SET TASKS —
(1) Can you change "crumpled car hood" to "dented car hood" in the stretch of entries from the line containing "mark the region of every instance of the crumpled" through the line containing "394 158 L 388", leaving everything else unchanged, and return only those lines?
(2) Can you write what comes next in the forum answer deriving dy/dx for x = sin y, picking up from where it stops?

SELECTED EXTRACT —
╔══

Question #a4db9

2 Answers
Sep 4, 2016

See below

Explanation:

This is the first thing that occurs to me so a better answer may come along but I would operate on the basis that #x = sin y = f(y)# and use the following idea:

#dy/dx = 1/(dx/dy) = 1/(x')#, something that we can prove later.

from the formal definition

#dx/dy = lim_(h to 0) (f(y+h) - f(y))/(h)#

# = lim_(h to 0) (sin(y+h) - sin(y))/(h)#

# = lim_(h to 0) (siny cos h + cos y sin h - sin y)/(h)#

# = lim_(h to 0) (siny (cos h -1) + cos y sin h )/(h)#

# = sin y lim_(h to 0) color(blue)((cos h -1)/h) + cos y lim_(h to 0) color(red)((sin h )/(h)) qquad triangle#

The red and blue terms are well known limits provable using squeeze theorem.

# lim_(h to 0) color(blue)((cos h -1)/h) = 0 # See here

# lim_(h to 0) color(red)((sin h )/(h)) = 1# See here

So #triangle# becomes:

#x' = dx/dy = cos y #

#implies y' = 1/ cos y = 1/ sqrt(1-x^2)#

Now to prove that #y' = 1/(x')# and vice versa

if we start with:

#y = f(x)#

#x = f^(-1) (y) = g(y)#

#implies y = f(g(y)) qquad triangle#

#d/dy(y) = 1 qquad square#

But by the chain rule applied to #triangle#

#dy/dy = d/dy( f(g(y))) = f'(x)g'(y) = y' x'#

So by #square#

#y' = 1/(x')# and #x' = 1/(y')#

That completes this approach, I think.

Feb 7, 2017

Refer to the Explanation Section below.

╚══

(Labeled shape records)

╔══

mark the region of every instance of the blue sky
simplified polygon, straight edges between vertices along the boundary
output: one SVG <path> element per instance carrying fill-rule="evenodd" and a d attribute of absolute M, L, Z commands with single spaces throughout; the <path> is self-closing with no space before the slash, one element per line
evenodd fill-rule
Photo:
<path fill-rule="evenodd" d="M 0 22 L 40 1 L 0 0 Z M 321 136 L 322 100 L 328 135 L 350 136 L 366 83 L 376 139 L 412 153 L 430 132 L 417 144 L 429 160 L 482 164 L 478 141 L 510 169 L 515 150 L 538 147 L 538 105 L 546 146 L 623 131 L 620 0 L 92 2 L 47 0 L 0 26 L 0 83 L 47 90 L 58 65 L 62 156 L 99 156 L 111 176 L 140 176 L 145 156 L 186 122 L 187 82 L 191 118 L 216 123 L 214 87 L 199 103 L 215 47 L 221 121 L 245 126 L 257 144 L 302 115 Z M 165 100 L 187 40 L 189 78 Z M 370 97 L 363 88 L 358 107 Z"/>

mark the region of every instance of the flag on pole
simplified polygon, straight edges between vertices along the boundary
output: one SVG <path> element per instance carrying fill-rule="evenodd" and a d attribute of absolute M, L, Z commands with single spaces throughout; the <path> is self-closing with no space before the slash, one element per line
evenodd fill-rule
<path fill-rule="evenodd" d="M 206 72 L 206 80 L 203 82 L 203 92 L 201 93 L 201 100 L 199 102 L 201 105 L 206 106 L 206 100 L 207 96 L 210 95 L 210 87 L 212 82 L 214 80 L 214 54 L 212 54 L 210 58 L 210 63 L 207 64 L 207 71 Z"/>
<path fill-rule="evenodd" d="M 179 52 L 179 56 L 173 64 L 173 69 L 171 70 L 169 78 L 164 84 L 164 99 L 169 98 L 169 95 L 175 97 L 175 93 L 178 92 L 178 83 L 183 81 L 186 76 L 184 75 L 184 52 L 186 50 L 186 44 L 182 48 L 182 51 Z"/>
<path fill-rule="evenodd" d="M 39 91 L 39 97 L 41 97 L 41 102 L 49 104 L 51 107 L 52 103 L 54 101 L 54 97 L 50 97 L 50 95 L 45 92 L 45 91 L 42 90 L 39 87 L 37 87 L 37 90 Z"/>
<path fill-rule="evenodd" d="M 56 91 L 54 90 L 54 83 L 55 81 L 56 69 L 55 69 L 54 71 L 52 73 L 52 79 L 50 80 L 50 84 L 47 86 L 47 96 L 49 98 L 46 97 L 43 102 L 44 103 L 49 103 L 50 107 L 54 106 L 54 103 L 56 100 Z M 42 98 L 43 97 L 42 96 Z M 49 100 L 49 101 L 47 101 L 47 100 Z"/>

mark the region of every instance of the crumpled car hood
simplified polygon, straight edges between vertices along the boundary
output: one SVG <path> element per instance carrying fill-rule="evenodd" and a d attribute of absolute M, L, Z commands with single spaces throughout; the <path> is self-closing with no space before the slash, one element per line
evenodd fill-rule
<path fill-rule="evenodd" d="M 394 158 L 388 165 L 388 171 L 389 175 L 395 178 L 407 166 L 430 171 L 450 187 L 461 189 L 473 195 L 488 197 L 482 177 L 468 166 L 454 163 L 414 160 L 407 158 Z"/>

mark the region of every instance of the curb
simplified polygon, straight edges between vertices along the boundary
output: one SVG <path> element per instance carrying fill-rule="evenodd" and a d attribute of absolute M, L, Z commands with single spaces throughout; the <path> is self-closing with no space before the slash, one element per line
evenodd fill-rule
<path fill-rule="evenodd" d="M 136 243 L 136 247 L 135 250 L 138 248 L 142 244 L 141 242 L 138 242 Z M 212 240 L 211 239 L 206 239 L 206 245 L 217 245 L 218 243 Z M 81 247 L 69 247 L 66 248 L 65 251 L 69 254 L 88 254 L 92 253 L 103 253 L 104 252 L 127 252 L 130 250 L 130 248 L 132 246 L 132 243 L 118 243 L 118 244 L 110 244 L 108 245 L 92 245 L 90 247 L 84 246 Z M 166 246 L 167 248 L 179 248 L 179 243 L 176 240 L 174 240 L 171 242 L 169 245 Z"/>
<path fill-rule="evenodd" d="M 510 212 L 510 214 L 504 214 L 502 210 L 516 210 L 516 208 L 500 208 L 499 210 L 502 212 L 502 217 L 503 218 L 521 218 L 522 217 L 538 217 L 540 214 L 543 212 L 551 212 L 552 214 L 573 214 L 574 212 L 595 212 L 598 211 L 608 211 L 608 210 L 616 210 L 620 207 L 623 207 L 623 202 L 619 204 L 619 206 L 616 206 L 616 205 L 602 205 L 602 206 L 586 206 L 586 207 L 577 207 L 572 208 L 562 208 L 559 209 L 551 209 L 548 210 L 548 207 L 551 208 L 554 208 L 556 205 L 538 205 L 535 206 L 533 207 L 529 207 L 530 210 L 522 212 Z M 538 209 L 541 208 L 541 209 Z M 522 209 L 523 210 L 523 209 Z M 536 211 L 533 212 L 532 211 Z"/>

╚══

ANSWERS IN ORDER —
(1)
mark the region of every instance of the dented car hood
simplified polygon, straight edges between vertices along the boundary
output: one SVG <path> element per instance carrying fill-rule="evenodd" and a d attribute of absolute M, L, Z commands with single spaces throughout; the <path> is self-closing with no space before the slash, one element per line
evenodd fill-rule
<path fill-rule="evenodd" d="M 394 158 L 388 165 L 388 171 L 389 175 L 395 178 L 407 166 L 430 171 L 450 187 L 461 189 L 473 195 L 488 197 L 482 177 L 468 166 L 454 163 L 414 160 L 407 158 Z"/>

(2)
Explanation:

Let #y=f(x)=sin^-1x#

Now, #f'(x)=lim_(t to x) {f(t)-f(x)}/(t-x)#

#lim_(t to x) (sin^-1t-sin^-1x)/(t-x)#

To evaluate this Limit, let, #sin^-1t=phi, &, sin^-1x=theta,#

where, #|t|,|x|<1; phi, theta in (-pi/2,pi/2).#

#:. sin phi=t, and, sin theta=x." Also, as "t to x, phi to theta.#

Hence, in this new scenario,

#f'(x)=lim_(phi to theta) (phi-theta)/(sin phi-sin theta)#

#=lim_(phi to theta) (phi-theta)/{2cos((phi+theta)/2)sin((phi-theta)/2)}#

#=lim_(phi to theta){(phi-theta)/2}/(sin(phi-theta)/2)*1/(cos((phi+theta)/2)#

Here, we see that, the #1^(st)" limit is 1, because of "lim_(x to 0) sinx/x=1# and, the #2^(nd)" is "1/cos((theta+theta)/2)=1/costheta.#

Therefore, #f'(x)=1/costheta#

Now, #sin theta=x rArr cos theta=+-sqrt(1-x^2)#

But, #theta in [-pi/2,pi/2], cos theta > 0, i.e., cos theta=+sqrt(1-x^2)#.

Therefore, #dy/dx=f'(x)=1/sqrt(1-x^2)#.

Enjoy Maths!